=== Source passage ===
******

Notwithstanding the preceding sentence, the Employer will have no duty, in any
circumstances, to attempt to open an estate on behalf of the Executive, to determine
whether any beneficiary designated by the Executive is alive or to ascertain the address
of any such beneficiary, to determine the existence of any trust, to determine whether
any person or entity purporting to act as the Executive’s personal representative
(or the trustee of a trust established by the Executive) is duly authorized to act in
that capacity, or to locate or attempt to locate any beneficiary, personal
representative, or trustee.  

         
        (a)       
Termination by the Executive for Good Reason.
If the Executive terminates this Agreement for good reason, the Employer will pay the Executive the
Executive’s Salary in periodic installments according to the Employer’s customary payroll practices until six
months after the date such termination is effective. In addition, if the Executive terminates this Agreement for
good reason, an amount equal to 66.67% of the Executive's pro rata portion
(which portion shall include, for purposes of this Agreement, Sandy Sutton's pro rata portion) of the unearned Earn-Out (as defined
in the Plan of Merger dated as of September 3, 2006, by and among the Employer, Vizer Merger Sub, Inc., Vizer
Group, Inc., Avurt International, Inc., the Executive, Sandy Sutton and Michael Cox (the "Plan of Merger"))

******

=== Brief A ===
Rewrite the employment agreement passage starting with "Notwithstanding the preceding" and going on through "for Good Reason.", putting "heir" in place of "beneficiary".
=== Brief B ===
Extend the employment agreement passage from the point where its final line stops.

******

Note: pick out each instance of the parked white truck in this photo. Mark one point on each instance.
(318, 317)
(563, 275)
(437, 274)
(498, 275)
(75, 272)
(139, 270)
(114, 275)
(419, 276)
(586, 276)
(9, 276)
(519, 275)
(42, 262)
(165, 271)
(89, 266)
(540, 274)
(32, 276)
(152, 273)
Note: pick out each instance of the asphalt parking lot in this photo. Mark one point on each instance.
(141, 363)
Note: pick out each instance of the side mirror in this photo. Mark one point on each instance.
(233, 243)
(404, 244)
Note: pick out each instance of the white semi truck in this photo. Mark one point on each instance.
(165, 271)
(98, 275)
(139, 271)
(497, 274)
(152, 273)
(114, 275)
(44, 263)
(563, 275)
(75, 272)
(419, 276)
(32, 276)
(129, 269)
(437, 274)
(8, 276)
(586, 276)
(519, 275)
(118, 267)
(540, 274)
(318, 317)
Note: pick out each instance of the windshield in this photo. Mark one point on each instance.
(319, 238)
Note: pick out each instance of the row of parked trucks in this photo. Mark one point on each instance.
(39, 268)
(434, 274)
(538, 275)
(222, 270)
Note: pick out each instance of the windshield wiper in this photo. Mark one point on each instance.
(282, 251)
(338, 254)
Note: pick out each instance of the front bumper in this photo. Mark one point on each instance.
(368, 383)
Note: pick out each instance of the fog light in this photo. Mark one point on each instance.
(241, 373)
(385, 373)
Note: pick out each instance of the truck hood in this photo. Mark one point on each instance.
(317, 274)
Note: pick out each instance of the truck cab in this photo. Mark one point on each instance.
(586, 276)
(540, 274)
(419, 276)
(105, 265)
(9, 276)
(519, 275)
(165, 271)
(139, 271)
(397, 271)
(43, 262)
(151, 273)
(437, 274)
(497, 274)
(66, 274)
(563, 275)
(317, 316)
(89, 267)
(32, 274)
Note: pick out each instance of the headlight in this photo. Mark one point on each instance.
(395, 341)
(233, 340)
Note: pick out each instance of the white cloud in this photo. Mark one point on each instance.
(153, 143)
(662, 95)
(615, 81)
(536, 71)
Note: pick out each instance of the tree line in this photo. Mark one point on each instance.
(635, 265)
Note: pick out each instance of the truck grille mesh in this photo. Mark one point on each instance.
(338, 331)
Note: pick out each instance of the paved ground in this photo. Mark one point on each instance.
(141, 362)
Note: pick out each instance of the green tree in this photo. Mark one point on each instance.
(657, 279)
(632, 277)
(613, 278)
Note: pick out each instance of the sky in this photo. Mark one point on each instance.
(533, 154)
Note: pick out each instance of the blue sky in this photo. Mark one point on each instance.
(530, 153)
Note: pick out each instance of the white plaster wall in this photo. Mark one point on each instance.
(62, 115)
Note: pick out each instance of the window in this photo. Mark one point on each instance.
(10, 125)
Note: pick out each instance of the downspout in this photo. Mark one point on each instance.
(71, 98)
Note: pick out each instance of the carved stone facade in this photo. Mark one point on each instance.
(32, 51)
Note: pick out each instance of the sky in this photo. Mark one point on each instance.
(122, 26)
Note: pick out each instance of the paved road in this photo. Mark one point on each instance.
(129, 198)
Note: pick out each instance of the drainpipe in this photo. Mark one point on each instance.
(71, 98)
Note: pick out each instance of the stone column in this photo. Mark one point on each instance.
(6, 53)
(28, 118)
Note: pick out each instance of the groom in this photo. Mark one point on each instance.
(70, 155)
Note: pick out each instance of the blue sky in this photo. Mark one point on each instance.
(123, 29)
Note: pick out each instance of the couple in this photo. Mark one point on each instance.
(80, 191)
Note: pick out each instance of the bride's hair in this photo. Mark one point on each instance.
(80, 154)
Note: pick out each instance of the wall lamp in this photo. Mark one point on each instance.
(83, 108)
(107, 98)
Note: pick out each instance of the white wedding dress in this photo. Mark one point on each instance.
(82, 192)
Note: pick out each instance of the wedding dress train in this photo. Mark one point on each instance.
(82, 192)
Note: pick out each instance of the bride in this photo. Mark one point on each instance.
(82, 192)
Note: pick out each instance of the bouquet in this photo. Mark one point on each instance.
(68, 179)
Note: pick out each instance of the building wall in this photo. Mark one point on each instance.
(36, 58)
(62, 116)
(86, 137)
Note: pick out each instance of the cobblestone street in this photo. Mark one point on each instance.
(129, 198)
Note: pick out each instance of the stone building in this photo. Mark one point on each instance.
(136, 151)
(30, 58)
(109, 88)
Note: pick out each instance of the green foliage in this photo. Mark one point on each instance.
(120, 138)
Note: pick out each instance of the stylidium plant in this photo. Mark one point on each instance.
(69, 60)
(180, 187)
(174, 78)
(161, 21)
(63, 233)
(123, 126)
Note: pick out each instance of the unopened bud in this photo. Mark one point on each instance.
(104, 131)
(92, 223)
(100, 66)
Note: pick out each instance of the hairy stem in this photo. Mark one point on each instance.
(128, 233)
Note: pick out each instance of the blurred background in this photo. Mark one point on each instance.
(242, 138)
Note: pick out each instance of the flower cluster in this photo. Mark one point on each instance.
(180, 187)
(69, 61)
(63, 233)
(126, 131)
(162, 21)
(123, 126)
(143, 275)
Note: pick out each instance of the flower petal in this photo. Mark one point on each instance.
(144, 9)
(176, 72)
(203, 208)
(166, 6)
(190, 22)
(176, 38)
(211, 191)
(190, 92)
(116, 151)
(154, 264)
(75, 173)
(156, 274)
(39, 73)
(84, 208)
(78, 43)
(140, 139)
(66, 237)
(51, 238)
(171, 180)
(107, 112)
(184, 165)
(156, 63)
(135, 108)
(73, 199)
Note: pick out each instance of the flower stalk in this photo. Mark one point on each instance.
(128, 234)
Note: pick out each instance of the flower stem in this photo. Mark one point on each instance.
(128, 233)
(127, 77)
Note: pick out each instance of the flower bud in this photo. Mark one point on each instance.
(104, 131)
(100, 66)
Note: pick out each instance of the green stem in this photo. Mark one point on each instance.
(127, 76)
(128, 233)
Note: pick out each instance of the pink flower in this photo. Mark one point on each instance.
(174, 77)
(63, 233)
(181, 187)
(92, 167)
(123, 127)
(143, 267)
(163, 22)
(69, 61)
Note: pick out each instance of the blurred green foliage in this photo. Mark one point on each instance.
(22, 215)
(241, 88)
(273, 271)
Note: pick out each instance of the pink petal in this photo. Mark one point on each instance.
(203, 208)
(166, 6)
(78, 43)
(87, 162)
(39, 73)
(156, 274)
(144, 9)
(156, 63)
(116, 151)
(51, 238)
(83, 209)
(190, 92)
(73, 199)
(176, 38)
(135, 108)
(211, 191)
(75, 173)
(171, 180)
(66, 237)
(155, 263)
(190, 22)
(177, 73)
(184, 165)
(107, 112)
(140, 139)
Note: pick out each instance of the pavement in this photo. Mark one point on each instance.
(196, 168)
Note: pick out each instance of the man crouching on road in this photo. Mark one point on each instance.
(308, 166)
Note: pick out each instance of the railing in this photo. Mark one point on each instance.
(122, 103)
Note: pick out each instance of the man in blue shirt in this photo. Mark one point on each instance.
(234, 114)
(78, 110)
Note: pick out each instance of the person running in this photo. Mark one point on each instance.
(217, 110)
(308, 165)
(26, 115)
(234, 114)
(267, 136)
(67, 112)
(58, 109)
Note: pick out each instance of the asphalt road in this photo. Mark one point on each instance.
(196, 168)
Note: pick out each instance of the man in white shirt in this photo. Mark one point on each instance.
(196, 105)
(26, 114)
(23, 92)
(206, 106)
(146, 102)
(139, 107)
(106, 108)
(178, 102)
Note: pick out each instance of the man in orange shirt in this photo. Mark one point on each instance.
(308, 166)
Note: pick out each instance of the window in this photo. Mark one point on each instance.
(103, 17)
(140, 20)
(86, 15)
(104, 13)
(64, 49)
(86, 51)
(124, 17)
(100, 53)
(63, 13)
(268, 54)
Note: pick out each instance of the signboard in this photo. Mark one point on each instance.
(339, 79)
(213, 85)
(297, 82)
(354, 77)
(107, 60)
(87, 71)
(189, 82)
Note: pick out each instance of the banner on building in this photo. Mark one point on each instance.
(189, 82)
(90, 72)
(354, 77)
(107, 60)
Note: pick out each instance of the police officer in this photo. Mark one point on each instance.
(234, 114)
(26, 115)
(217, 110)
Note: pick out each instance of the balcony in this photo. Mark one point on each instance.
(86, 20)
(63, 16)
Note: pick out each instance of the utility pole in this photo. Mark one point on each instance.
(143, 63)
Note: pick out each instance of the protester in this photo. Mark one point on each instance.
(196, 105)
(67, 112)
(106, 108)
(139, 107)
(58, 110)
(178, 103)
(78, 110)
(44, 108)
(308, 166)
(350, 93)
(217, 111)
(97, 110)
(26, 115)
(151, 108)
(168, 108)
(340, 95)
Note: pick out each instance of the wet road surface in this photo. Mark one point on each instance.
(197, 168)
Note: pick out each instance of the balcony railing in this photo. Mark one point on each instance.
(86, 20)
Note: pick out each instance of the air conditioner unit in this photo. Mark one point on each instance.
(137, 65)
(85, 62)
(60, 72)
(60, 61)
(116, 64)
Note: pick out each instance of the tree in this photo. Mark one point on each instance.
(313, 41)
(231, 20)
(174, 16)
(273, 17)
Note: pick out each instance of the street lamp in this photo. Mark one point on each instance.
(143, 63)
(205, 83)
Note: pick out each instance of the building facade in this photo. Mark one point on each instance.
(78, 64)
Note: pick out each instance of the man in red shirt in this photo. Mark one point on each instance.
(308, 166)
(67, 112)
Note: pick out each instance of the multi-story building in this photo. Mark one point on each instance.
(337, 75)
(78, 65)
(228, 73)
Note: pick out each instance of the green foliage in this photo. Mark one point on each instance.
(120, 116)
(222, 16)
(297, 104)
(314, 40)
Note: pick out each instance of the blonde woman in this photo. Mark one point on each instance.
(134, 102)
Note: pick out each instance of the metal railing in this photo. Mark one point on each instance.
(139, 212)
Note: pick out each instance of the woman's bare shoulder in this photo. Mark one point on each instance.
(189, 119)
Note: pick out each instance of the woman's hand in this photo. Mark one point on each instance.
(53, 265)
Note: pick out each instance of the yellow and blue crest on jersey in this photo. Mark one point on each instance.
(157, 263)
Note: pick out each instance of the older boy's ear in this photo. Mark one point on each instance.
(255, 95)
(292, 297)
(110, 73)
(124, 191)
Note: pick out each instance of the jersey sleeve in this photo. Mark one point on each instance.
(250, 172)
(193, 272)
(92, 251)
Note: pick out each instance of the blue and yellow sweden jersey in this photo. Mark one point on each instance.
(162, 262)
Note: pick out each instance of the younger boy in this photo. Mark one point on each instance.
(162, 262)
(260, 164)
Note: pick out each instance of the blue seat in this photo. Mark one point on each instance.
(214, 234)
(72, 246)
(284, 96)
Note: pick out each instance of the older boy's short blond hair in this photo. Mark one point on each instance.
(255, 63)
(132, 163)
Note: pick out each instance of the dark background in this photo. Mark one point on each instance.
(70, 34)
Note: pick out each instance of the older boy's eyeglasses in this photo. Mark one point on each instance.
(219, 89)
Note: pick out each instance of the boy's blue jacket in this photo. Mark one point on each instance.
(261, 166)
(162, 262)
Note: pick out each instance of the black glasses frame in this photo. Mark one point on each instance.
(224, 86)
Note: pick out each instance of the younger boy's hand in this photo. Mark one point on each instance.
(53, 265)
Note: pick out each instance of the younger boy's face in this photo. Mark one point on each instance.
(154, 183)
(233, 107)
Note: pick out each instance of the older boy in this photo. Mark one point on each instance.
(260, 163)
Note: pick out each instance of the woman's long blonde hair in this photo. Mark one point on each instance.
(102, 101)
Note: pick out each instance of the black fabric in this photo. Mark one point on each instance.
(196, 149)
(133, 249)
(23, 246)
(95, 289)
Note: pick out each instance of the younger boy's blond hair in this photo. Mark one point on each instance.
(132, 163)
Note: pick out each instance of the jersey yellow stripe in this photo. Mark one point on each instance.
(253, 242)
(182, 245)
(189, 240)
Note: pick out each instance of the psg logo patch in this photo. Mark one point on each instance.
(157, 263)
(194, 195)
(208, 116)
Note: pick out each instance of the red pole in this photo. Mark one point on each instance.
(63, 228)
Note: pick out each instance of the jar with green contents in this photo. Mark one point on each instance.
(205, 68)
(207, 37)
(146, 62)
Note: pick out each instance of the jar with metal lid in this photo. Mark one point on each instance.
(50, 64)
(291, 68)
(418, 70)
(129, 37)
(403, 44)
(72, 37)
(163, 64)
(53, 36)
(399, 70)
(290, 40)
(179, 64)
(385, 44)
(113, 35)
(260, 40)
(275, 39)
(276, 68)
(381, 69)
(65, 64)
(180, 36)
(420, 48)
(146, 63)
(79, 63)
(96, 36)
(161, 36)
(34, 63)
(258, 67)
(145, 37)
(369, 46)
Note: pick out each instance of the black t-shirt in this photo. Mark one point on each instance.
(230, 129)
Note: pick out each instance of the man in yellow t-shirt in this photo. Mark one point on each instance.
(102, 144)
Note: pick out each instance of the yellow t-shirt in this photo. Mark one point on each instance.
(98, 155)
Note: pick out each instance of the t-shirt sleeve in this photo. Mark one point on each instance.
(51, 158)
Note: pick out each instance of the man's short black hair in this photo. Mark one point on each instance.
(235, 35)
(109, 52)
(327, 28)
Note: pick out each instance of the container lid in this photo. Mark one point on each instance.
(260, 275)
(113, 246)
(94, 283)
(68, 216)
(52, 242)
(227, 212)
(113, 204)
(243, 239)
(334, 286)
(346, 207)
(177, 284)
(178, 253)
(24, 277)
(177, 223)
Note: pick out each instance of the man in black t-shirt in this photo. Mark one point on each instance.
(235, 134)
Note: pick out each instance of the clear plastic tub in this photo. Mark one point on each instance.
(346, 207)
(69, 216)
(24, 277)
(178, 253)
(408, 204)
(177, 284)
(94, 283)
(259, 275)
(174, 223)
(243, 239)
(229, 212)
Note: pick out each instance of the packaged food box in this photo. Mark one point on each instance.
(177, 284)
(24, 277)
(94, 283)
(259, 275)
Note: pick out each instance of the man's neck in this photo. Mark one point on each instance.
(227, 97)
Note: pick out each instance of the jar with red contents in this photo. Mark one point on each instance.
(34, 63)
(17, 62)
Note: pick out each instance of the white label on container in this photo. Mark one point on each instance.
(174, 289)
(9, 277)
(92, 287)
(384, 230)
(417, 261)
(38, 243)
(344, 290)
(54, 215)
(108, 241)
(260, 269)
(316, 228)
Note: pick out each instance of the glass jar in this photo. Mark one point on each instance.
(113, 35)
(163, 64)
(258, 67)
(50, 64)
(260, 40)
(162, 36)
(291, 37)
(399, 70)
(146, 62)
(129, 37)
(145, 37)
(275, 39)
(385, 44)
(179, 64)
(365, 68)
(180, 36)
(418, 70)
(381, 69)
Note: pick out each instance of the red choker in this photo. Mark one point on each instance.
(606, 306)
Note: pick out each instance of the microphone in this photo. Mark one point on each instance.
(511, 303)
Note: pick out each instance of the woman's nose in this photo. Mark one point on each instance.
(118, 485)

******

=== Task output A ===
Notwithstanding the preceding sentence, the Employer will have no duty, in any
circumstances, to attempt to open an estate on behalf of the Executive, to determine
whether any heir designated by the Executive is alive or to ascertain the address
of any such heir, to determine the existence of any trust, to determine whether
any person or entity purporting to act as the Executive’s personal representative
(or the trustee of a trust established by the Executive) is duly authorized to act in
that capacity, or to locate or attempt to locate any heir, personal
representative, or trustee.  

         
        (a)       
Termination by the Executive for Good Reason.

=== Task output B ===
shall be deemed earned in full and be payable in equal monthly installments over the number of full months
remaining in the Earn-Out Period (as defined in the Plan of Merger). The unearned portion of the Earn-Out shall
be determined by the following formula: (i) $2,000,000; less (ii) all amounts previously earned (whether paid or
payable) under the Earn-Out. Except as specifically set forth in this Section 6.5(a), the amount payable under
this Section 6.5(a) shall be paid in accordance with the terms of the Plan of Merger. 

         
        (b)       
          Termination by the Employer for Cause. If the Employer terminates this
          Agreement for cause, the Executive will be entitled to receive his Salary only
          through the date such termination is effective. 

         
        (c)       
          Termination upon Disability. If this Agreement is terminated by either
          party as a result of the Executive’s disability, as determined under
          Section 6.2, the Employer will pay the Executive the Executive’s
          Salary in periodic installments according to the Employer’s customary
          payroll practices until six months after the date such termination is effective. 

         
        (d)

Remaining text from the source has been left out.